**Text provided:**

Some older Americans splurge to keep homes accessible

By Anne D’nnocenzio | The Associated Press

NEW YORK — Brenda Edwards considers the four bedroom ranch-style house where she has lived for 20 years her forever home. It’s where the 70-year-old retired nurse and her 79-year-old husband want to stay as their mobility becomes more limited.

So she hired an interior designer for $20,000 and spent another $95,000 to retrofit their house in Oakdale, California. She had the kitchen aisles widened to accommodate a wheelchair in case she or her husband ever need one. The bathroom now has a walk-in steam shower and an electronic toilet seat that cleans the user when activated.

“We felt comfortable,” Edwards said in explaining why the couple decided to invest in the property instead of downsizing. “We have a pool. We have a spa. We just put a lot of love and effort into this yard. We want to stay.”

Even if they wanted to move, it wouldn’t make financial sense, Edwards said. Their house is almost paid for, and “it would be too hard to purchase anything else,” she said.

**Dataset content:**
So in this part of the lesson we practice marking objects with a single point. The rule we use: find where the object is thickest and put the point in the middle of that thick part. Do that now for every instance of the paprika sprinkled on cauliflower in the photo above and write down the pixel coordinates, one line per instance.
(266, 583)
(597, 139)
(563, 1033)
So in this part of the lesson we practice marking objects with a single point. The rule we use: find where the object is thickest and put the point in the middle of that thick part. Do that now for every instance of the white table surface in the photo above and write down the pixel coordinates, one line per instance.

**Requirements:**
A – Rewrite all the rows above, including the labeling requests, and shift each point coordinate in the answers by -144.
B – Extend the article about older Americans paying to make their homes accessible, beginning after its final sentence.

**Results for the exercise:**
A –
So in this part of the lesson we practice marking objects with a single point. The rule we use: find where the object is thickest and put the point in the middle of that thick part. Do that now for every instance of the paprika sprinkled on cauliflower in the photo above and write down the pixel coordinates, one line per instance.
(122, 439)
(453, -5)
(419, 889)
So in this part of the lesson we practice marking objects with a single point. The rule we use: find where the object is thickest and put the point in the middle of that thick part. Do that now for every instance of the white table surface in the photo above and write down the pixel coordinates, one line per instance.

B –
Like Edwards and her husband, a vast majority of adults over age 50 prefer the idea of remaining in their own residences as long as possible, according to an Associated Press-NORC Center for Public Affairs Research poll. But staying put is becoming less of a choice. Some baby boomers and older members of Generation X are locked into low mortgage rates too good to give up. Skyrocketing housing prices fueled by lean supply further complicate the calculations of moving house.

Despite feeling tied down, a subset of these older adults have enough extra cash to splurge on upgrades designed to keep their homes both enjoyable and accessible as they age. The demand for inconspicuous safety bars, lower sinks, residential elevators and other amenities has given home improvement chains, contractors, designers and architects a noticeable lift.

Home Depot, the nation’s largest home improvement chain, is revamping its Glacier Bay brand to include sleeker grab bars and faucets that are easier to use. Rival Lowe’s created a one-stop shop in 2021 that offers wheelchair ramps, teak shower benches, taller toilets and other products geared toward older boomers.

“They aspire for bathrooms that exude beauty and elegance, with essential accessibility features seamlessly integrated,” Lowe’s Trend and Style Director Monica Reese said of the target customers.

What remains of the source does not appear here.